#### TEXTAUSZUG
1938 wurde das Hofgut Rosenau von dem Berliner Versicherungsdirektor i.R. Arno Otto, der offensichtlich eine gute Abfindung erhalten hatte, gekauft. Wahrscheinlich in dieser Zeit wurden auch die drei Karpfenteiche entlang des Hengstbaches angelegt, die erst 1981 nach einer großen Überschwemmung beseitigt wurden.  Auch dürfte die Lehmgrube mit dem Hengstbach verbunden und geflutet worden sein. In den Niederwiesen gingen während des Krieges Bomben nieder, deren Explosionsdruck die Gewächshäuser teilweise zerstörten. Angemerkt sei noch, dass es noch bis in die Nachkriegszeit in der Darmstädter Straße, Ecke Ludwigstraße eine Gastwirtschaft mit dem Namen "Zur Rosenau" gab. Diese Bezeichnung hat aber nichts mit dem Hofgut Rosenau zu tun.
            
Winterliche Bilder des Hofgutes Rosenau aus den 1950er Jahren.
 
1953 pachtete Fritz Domke das Hofgut von dem lebenslustigen Arno Otto, der mit seiner Frau weiterhin im Hofgut wohnte (und 1957 verstarb). Fritz Domke führte seine Geschäfte über zwei Firmen: den Gartenbaubetrieb Rosenau und den Fritz Domke Pflanzenhandel. Der Gartenbaubetrieb spezialisierte sich auf Azaleen und Erika, während die Handelsfirma sich über internationale Kontakte hauptsächlich mit der Einfuhr von Lorbeerbäumen befasste. Der Sohn und Schwiegersohn übernahmen dann die Betriebe. Die Geschäfte liefen zunächst gut weiter, bis 1973 die erste Ölkrise kam. Die Energiekosten für die Heizung der Gewächshäuser stiegen stark an, so dass dies das Ende des Gartenbaubetriebes Rosenau bedeutete. Der Pflanzenhandel lief unterdessen weiter.
 
Die beiden Luftbilder zeigen das Gelände der Rosenau um 1980. Man erkennt das Haupthaus, die Gewächshäuser mit Heizanlage, und Betriebsgebäude. Auf dem linken Bild ist der Bungalow von Domkes und der Teich im Hintergrund zu sehen, auf dem rechten Bild ein weiteres Wohnhaus mit Bürokomplex.
########
#### GESPEICHERTE EINTRÄGE
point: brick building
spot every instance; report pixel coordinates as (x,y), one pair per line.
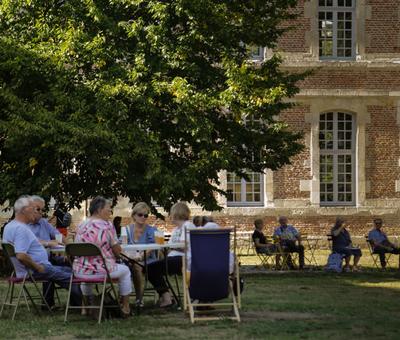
(349,111)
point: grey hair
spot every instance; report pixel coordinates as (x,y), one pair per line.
########
**ZU ERLEDIGEN:**
a. Worauf spezialisierte sich der Gartenbaubetrieb Rosenau laut dem Text über das Hofgut Rosenau?
b. Führen Sie bitte den Text über das Hofgut Rosenau im Anschluss an seinen letzten Satz weiter.

**SCHRIFTLICHE ANTWORTEN:**
a. Auf Azaleen und Erika.

b.
1982 wurde das Hauptgebäude der Rosenau an eine Gruppe von Leuten mit gemeinsamen philosophisch-spirituellen Interessen verkauft. Die Eigentümergemeinschaft ließ das Hofgut aufwändig und sehr geschmackvoll in eine Wohnanlage mit 7 voneinander unabhängigen Einheiten umbauen. Sowohl im Innenhof als auch im Außenbereich ist eine romantische Idylle entstanden, die Ihresgleichen sucht. Der Charakter des Hofgutes blieb erhalten, obwohl die Nutzung grundlegend geändert wurde. Ein Kompliment für den Architekten! Dem Angelverein, der den Teich gepflegt und bewirtschaftet hatte, wurde der Pachtvertrag nicht verlängert, damit sich dort die Natur ungehindert entfalten konnte.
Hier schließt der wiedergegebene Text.